> Extracted records
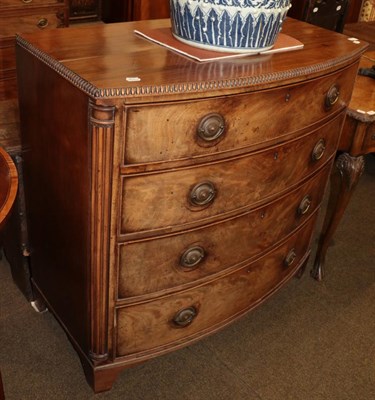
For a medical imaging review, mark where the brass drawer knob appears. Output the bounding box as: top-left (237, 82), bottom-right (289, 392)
top-left (284, 249), bottom-right (297, 267)
top-left (172, 306), bottom-right (198, 328)
top-left (190, 181), bottom-right (216, 206)
top-left (36, 18), bottom-right (48, 29)
top-left (197, 113), bottom-right (225, 142)
top-left (297, 195), bottom-right (311, 216)
top-left (311, 139), bottom-right (326, 161)
top-left (324, 85), bottom-right (340, 109)
top-left (180, 246), bottom-right (206, 268)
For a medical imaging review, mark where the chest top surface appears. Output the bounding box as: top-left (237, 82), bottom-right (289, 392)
top-left (17, 18), bottom-right (367, 102)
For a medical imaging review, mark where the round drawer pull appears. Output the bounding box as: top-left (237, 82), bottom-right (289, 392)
top-left (197, 113), bottom-right (225, 142)
top-left (36, 18), bottom-right (48, 29)
top-left (297, 195), bottom-right (311, 216)
top-left (190, 181), bottom-right (216, 206)
top-left (284, 249), bottom-right (297, 267)
top-left (325, 85), bottom-right (340, 109)
top-left (311, 139), bottom-right (326, 161)
top-left (173, 306), bottom-right (198, 328)
top-left (180, 246), bottom-right (206, 268)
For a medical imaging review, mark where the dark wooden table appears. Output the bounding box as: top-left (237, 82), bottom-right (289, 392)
top-left (312, 50), bottom-right (375, 280)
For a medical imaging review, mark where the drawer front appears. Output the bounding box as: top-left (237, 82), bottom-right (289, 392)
top-left (118, 164), bottom-right (331, 298)
top-left (0, 9), bottom-right (64, 38)
top-left (120, 113), bottom-right (345, 234)
top-left (124, 63), bottom-right (356, 165)
top-left (117, 212), bottom-right (315, 356)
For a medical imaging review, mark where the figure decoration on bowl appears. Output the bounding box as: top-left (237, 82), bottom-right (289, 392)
top-left (170, 0), bottom-right (291, 53)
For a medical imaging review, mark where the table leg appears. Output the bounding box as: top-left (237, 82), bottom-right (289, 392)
top-left (311, 153), bottom-right (364, 281)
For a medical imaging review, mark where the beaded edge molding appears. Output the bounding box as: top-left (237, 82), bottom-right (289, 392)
top-left (16, 35), bottom-right (360, 99)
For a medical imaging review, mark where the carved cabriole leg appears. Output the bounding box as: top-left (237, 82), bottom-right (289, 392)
top-left (311, 153), bottom-right (364, 281)
top-left (86, 102), bottom-right (115, 376)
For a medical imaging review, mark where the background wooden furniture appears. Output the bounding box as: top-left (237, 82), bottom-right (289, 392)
top-left (103, 0), bottom-right (169, 22)
top-left (344, 21), bottom-right (375, 50)
top-left (0, 147), bottom-right (18, 229)
top-left (288, 0), bottom-right (350, 32)
top-left (0, 0), bottom-right (68, 300)
top-left (312, 51), bottom-right (375, 280)
top-left (69, 0), bottom-right (101, 24)
top-left (0, 0), bottom-right (68, 154)
top-left (17, 19), bottom-right (365, 392)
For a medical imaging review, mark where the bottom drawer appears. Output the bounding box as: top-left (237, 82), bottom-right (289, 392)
top-left (116, 213), bottom-right (316, 357)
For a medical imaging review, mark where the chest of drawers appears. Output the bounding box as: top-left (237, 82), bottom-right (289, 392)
top-left (17, 19), bottom-right (365, 392)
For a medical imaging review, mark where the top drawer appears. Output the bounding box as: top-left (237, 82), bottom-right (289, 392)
top-left (124, 66), bottom-right (356, 165)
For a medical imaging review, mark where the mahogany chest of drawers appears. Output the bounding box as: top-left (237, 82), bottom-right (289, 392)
top-left (13, 19), bottom-right (365, 392)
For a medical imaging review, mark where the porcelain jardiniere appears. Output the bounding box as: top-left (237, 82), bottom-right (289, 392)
top-left (170, 0), bottom-right (290, 53)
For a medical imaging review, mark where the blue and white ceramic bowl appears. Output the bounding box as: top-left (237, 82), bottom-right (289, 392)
top-left (170, 0), bottom-right (291, 53)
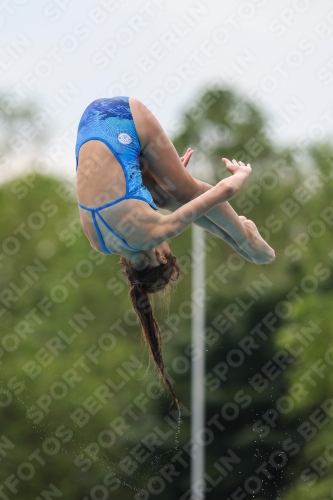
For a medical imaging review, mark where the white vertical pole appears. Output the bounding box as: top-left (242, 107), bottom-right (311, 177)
top-left (191, 224), bottom-right (206, 500)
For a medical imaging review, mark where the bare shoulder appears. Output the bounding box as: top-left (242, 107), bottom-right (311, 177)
top-left (129, 97), bottom-right (161, 150)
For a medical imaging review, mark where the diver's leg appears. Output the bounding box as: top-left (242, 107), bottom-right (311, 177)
top-left (142, 166), bottom-right (254, 262)
top-left (130, 97), bottom-right (247, 244)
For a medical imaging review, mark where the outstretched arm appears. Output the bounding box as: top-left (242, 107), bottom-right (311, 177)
top-left (155, 160), bottom-right (251, 239)
top-left (161, 188), bottom-right (255, 262)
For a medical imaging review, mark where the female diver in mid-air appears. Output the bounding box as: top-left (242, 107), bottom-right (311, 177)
top-left (75, 96), bottom-right (275, 405)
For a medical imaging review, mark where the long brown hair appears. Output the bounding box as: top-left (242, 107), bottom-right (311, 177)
top-left (120, 253), bottom-right (180, 407)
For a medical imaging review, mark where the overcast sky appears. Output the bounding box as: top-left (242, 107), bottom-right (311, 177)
top-left (0, 0), bottom-right (333, 184)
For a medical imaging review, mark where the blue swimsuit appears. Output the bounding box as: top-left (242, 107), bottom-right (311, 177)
top-left (75, 96), bottom-right (158, 254)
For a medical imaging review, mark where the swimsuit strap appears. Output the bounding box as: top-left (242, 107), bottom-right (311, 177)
top-left (78, 202), bottom-right (141, 255)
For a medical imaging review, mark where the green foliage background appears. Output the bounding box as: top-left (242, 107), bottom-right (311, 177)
top-left (0, 89), bottom-right (333, 500)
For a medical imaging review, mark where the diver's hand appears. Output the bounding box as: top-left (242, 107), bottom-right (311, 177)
top-left (222, 158), bottom-right (252, 176)
top-left (180, 148), bottom-right (193, 167)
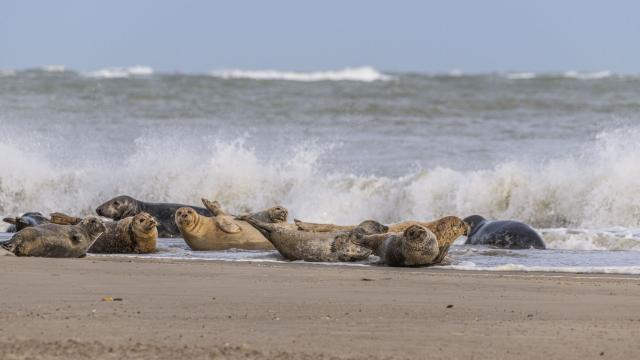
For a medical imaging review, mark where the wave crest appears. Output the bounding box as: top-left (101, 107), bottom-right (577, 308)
top-left (210, 66), bottom-right (391, 82)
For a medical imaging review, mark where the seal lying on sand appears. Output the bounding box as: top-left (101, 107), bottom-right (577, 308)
top-left (96, 195), bottom-right (211, 237)
top-left (293, 216), bottom-right (470, 232)
top-left (312, 216), bottom-right (470, 264)
top-left (240, 216), bottom-right (387, 262)
top-left (0, 216), bottom-right (106, 258)
top-left (2, 212), bottom-right (82, 232)
top-left (2, 212), bottom-right (50, 232)
top-left (175, 199), bottom-right (276, 250)
top-left (352, 225), bottom-right (439, 266)
top-left (464, 215), bottom-right (546, 249)
top-left (88, 212), bottom-right (158, 254)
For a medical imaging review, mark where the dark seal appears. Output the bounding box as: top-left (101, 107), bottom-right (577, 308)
top-left (96, 195), bottom-right (212, 237)
top-left (464, 215), bottom-right (546, 249)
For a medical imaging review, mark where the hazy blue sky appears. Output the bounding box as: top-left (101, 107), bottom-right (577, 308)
top-left (0, 0), bottom-right (640, 73)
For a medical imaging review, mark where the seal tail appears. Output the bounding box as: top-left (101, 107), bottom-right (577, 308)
top-left (49, 212), bottom-right (82, 225)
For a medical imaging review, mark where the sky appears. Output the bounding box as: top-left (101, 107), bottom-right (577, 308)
top-left (0, 0), bottom-right (640, 73)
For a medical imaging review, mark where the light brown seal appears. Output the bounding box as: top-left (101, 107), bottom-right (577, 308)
top-left (0, 216), bottom-right (106, 258)
top-left (175, 199), bottom-right (273, 250)
top-left (348, 216), bottom-right (469, 264)
top-left (88, 212), bottom-right (158, 254)
top-left (352, 225), bottom-right (439, 266)
top-left (240, 216), bottom-right (387, 262)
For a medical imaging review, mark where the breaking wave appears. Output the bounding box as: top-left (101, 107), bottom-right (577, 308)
top-left (86, 66), bottom-right (153, 79)
top-left (0, 127), bottom-right (640, 250)
top-left (210, 66), bottom-right (391, 82)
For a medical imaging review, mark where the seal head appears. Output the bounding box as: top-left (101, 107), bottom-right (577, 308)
top-left (96, 195), bottom-right (138, 220)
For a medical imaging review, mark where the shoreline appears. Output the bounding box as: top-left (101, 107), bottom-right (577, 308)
top-left (0, 256), bottom-right (640, 359)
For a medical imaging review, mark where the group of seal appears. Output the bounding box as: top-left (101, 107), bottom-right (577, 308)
top-left (0, 195), bottom-right (545, 266)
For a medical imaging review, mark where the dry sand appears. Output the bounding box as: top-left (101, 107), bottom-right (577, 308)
top-left (0, 256), bottom-right (640, 359)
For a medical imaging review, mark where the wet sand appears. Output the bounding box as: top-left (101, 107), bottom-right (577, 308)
top-left (0, 256), bottom-right (640, 359)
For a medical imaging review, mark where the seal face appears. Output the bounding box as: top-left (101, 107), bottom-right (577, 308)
top-left (96, 195), bottom-right (211, 237)
top-left (175, 199), bottom-right (276, 250)
top-left (88, 212), bottom-right (158, 254)
top-left (353, 225), bottom-right (439, 266)
top-left (464, 215), bottom-right (546, 249)
top-left (0, 216), bottom-right (106, 258)
top-left (242, 216), bottom-right (386, 262)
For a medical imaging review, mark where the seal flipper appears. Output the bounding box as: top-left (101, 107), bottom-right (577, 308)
top-left (49, 212), bottom-right (82, 225)
top-left (201, 198), bottom-right (227, 216)
top-left (293, 219), bottom-right (355, 232)
top-left (216, 218), bottom-right (242, 234)
top-left (351, 233), bottom-right (389, 253)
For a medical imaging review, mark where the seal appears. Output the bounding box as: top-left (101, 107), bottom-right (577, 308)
top-left (96, 195), bottom-right (211, 237)
top-left (296, 216), bottom-right (470, 264)
top-left (464, 215), bottom-right (546, 249)
top-left (88, 212), bottom-right (158, 254)
top-left (2, 211), bottom-right (50, 232)
top-left (0, 216), bottom-right (106, 258)
top-left (294, 216), bottom-right (470, 263)
top-left (241, 216), bottom-right (387, 262)
top-left (175, 199), bottom-right (273, 250)
top-left (352, 225), bottom-right (439, 266)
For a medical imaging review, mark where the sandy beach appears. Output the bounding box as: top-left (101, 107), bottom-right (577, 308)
top-left (0, 256), bottom-right (640, 359)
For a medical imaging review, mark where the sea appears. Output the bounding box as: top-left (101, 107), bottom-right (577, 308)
top-left (0, 65), bottom-right (640, 274)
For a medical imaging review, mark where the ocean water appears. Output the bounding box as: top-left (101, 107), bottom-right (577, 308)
top-left (0, 66), bottom-right (640, 273)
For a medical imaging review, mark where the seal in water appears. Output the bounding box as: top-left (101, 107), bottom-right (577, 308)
top-left (2, 211), bottom-right (50, 232)
top-left (312, 216), bottom-right (470, 264)
top-left (175, 199), bottom-right (273, 250)
top-left (88, 212), bottom-right (158, 254)
top-left (0, 216), bottom-right (106, 258)
top-left (464, 215), bottom-right (546, 249)
top-left (352, 225), bottom-right (439, 266)
top-left (240, 216), bottom-right (387, 262)
top-left (96, 195), bottom-right (211, 237)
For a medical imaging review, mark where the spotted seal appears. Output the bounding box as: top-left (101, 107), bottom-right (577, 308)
top-left (175, 199), bottom-right (273, 250)
top-left (241, 216), bottom-right (387, 262)
top-left (88, 212), bottom-right (158, 254)
top-left (96, 195), bottom-right (211, 237)
top-left (0, 216), bottom-right (106, 258)
top-left (352, 225), bottom-right (439, 266)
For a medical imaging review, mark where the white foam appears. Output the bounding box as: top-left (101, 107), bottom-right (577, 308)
top-left (0, 127), bottom-right (640, 245)
top-left (86, 66), bottom-right (153, 79)
top-left (210, 66), bottom-right (391, 82)
top-left (506, 72), bottom-right (536, 80)
top-left (42, 65), bottom-right (67, 72)
top-left (563, 70), bottom-right (613, 80)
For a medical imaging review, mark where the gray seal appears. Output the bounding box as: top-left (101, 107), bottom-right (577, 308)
top-left (352, 225), bottom-right (440, 266)
top-left (96, 195), bottom-right (212, 237)
top-left (2, 211), bottom-right (50, 232)
top-left (88, 212), bottom-right (158, 254)
top-left (464, 215), bottom-right (546, 249)
top-left (0, 216), bottom-right (106, 258)
top-left (238, 216), bottom-right (388, 262)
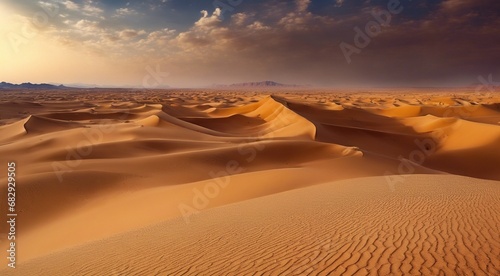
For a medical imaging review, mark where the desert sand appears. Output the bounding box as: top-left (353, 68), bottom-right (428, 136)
top-left (0, 88), bottom-right (500, 275)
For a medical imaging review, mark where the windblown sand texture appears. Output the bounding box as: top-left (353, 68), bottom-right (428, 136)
top-left (0, 89), bottom-right (500, 275)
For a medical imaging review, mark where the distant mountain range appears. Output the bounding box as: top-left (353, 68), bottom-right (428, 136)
top-left (0, 82), bottom-right (69, 89)
top-left (215, 81), bottom-right (304, 87)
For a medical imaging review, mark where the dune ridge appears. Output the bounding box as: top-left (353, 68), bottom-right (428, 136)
top-left (0, 90), bottom-right (500, 275)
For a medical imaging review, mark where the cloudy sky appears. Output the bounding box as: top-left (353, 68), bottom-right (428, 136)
top-left (0, 0), bottom-right (500, 87)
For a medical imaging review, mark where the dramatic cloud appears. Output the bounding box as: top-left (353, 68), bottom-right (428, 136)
top-left (0, 0), bottom-right (500, 86)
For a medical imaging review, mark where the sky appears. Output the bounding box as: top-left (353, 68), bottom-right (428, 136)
top-left (0, 0), bottom-right (500, 88)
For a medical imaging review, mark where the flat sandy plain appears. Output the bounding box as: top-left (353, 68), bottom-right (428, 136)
top-left (0, 88), bottom-right (500, 275)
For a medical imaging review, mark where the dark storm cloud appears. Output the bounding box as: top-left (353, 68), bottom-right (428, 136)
top-left (3, 0), bottom-right (500, 86)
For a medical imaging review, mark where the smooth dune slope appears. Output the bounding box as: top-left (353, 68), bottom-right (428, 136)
top-left (0, 90), bottom-right (500, 275)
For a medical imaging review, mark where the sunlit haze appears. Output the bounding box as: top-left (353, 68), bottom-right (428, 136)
top-left (0, 0), bottom-right (500, 87)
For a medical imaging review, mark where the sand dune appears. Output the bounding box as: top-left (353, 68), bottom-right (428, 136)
top-left (4, 175), bottom-right (500, 275)
top-left (0, 90), bottom-right (500, 275)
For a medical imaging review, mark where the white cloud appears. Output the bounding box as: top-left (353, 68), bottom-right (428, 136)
top-left (62, 0), bottom-right (78, 11)
top-left (115, 8), bottom-right (138, 16)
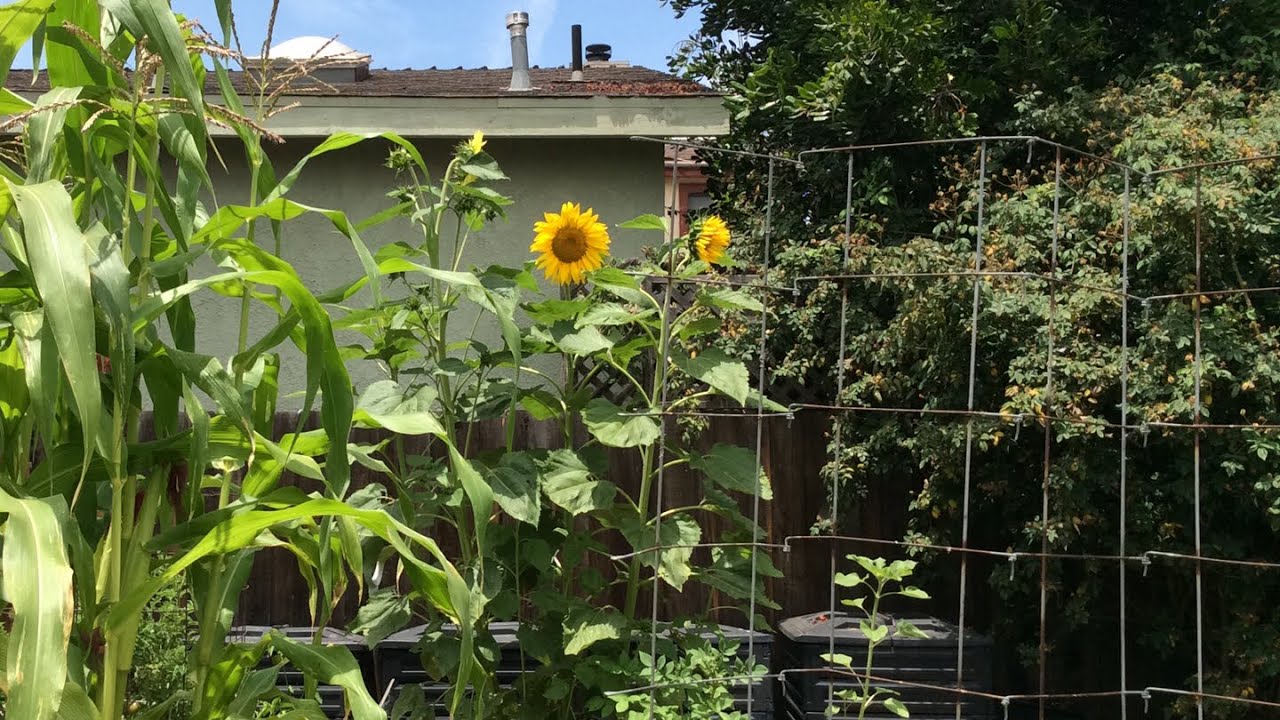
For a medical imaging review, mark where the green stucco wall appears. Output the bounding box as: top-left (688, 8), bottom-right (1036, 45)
top-left (193, 135), bottom-right (663, 407)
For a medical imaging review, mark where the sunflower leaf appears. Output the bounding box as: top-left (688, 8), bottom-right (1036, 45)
top-left (582, 397), bottom-right (662, 447)
top-left (618, 213), bottom-right (667, 232)
top-left (675, 348), bottom-right (750, 405)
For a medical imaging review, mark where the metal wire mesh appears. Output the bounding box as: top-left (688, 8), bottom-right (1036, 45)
top-left (617, 136), bottom-right (1280, 720)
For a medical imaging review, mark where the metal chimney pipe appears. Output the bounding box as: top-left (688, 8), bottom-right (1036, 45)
top-left (507, 10), bottom-right (534, 92)
top-left (570, 26), bottom-right (582, 82)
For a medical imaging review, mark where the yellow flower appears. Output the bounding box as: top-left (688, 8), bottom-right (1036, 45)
top-left (694, 215), bottom-right (730, 265)
top-left (529, 202), bottom-right (609, 284)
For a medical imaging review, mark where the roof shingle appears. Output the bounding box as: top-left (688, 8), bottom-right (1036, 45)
top-left (5, 65), bottom-right (718, 97)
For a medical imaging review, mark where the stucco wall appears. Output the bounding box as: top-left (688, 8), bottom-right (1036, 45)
top-left (193, 135), bottom-right (663, 406)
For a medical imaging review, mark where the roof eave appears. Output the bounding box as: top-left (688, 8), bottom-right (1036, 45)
top-left (234, 95), bottom-right (728, 137)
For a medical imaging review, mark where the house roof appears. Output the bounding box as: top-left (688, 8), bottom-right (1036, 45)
top-left (5, 64), bottom-right (730, 137)
top-left (5, 65), bottom-right (719, 97)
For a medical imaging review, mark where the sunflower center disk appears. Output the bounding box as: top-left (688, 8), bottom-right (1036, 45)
top-left (552, 228), bottom-right (586, 263)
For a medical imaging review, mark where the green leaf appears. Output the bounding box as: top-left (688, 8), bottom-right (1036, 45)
top-left (525, 297), bottom-right (591, 320)
top-left (106, 498), bottom-right (460, 628)
top-left (589, 266), bottom-right (658, 309)
top-left (449, 445), bottom-right (494, 555)
top-left (262, 131), bottom-right (428, 202)
top-left (102, 0), bottom-right (205, 128)
top-left (484, 452), bottom-right (543, 527)
top-left (820, 652), bottom-right (854, 667)
top-left (348, 588), bottom-right (413, 648)
top-left (893, 620), bottom-right (929, 641)
top-left (0, 0), bottom-right (54, 86)
top-left (577, 302), bottom-right (658, 326)
top-left (582, 397), bottom-right (662, 447)
top-left (618, 213), bottom-right (667, 232)
top-left (689, 442), bottom-right (773, 500)
top-left (458, 160), bottom-right (509, 182)
top-left (532, 320), bottom-right (613, 355)
top-left (0, 489), bottom-right (74, 720)
top-left (9, 181), bottom-right (102, 478)
top-left (835, 573), bottom-right (863, 588)
top-left (355, 380), bottom-right (444, 436)
top-left (694, 287), bottom-right (764, 313)
top-left (882, 697), bottom-right (911, 717)
top-left (541, 450), bottom-right (618, 515)
top-left (564, 609), bottom-right (627, 655)
top-left (164, 347), bottom-right (253, 435)
top-left (271, 632), bottom-right (387, 720)
top-left (858, 620), bottom-right (888, 644)
top-left (58, 683), bottom-right (99, 720)
top-left (673, 347), bottom-right (751, 405)
top-left (622, 514), bottom-right (703, 591)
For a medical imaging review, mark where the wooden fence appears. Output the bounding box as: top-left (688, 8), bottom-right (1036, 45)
top-left (237, 413), bottom-right (911, 625)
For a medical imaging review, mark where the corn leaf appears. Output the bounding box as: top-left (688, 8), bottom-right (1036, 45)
top-left (9, 181), bottom-right (102, 478)
top-left (101, 0), bottom-right (205, 126)
top-left (0, 491), bottom-right (73, 720)
top-left (0, 0), bottom-right (54, 85)
top-left (271, 632), bottom-right (387, 720)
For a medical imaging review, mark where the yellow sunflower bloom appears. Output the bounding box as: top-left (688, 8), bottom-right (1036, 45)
top-left (465, 131), bottom-right (484, 155)
top-left (694, 215), bottom-right (730, 265)
top-left (529, 202), bottom-right (609, 284)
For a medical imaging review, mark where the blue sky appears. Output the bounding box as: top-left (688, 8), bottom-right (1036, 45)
top-left (173, 0), bottom-right (698, 69)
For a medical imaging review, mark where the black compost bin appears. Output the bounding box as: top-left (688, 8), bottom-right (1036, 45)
top-left (777, 612), bottom-right (997, 720)
top-left (227, 625), bottom-right (380, 719)
top-left (374, 621), bottom-right (532, 717)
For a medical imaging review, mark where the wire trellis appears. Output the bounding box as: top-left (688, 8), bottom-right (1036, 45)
top-left (611, 136), bottom-right (1280, 720)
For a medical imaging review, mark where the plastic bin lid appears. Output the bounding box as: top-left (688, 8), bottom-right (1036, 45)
top-left (227, 625), bottom-right (365, 647)
top-left (378, 620), bottom-right (520, 650)
top-left (701, 625), bottom-right (773, 644)
top-left (778, 612), bottom-right (991, 647)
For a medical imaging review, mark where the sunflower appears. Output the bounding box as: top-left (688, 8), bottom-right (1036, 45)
top-left (529, 202), bottom-right (609, 284)
top-left (694, 215), bottom-right (730, 265)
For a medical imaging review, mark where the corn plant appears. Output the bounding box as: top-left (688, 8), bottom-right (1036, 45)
top-left (0, 0), bottom-right (475, 720)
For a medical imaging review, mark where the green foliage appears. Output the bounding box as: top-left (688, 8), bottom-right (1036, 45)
top-left (586, 630), bottom-right (769, 720)
top-left (125, 576), bottom-right (197, 719)
top-left (337, 136), bottom-right (778, 717)
top-left (0, 0), bottom-right (472, 720)
top-left (822, 555), bottom-right (929, 720)
top-left (673, 0), bottom-right (1280, 715)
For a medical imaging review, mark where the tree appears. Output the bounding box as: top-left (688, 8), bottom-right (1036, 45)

> Exercise
Reproduce the records verbatim from the line with "For a medical imaging review, mark where the sunlit" up to and including the line with "top-left (617, 136), bottom-right (1280, 720)", omitting the pictures.

> Result below
For a medical imaging review, mark where the sunlit haze appears. Output the bounding box as: top-left (353, 68), bottom-right (428, 136)
top-left (0, 0), bottom-right (500, 87)
For a medical imaging review, mark where the sand dune appears. Output the bounding box as: top-left (353, 68), bottom-right (428, 136)
top-left (4, 175), bottom-right (500, 275)
top-left (0, 90), bottom-right (500, 275)
For a medical imaging review, mark where the white cloud appears. Output the bounding box as: top-left (353, 68), bottom-right (428, 136)
top-left (62, 0), bottom-right (78, 11)
top-left (115, 8), bottom-right (138, 16)
For a medical imaging review, mark where the green stucco wall appears. Output the bounding box as: top-left (688, 8), bottom-right (1036, 45)
top-left (193, 135), bottom-right (663, 407)
For a medical imaging review, mark where the sunflower leaf appears. Output the bounding box as: top-left (688, 8), bottom-right (1036, 45)
top-left (582, 397), bottom-right (662, 447)
top-left (618, 213), bottom-right (667, 232)
top-left (675, 348), bottom-right (750, 405)
For a medical imaging review, mark where the metal wire mesh appears. Output the bounding box as: top-left (688, 8), bottom-right (1036, 45)
top-left (617, 136), bottom-right (1280, 720)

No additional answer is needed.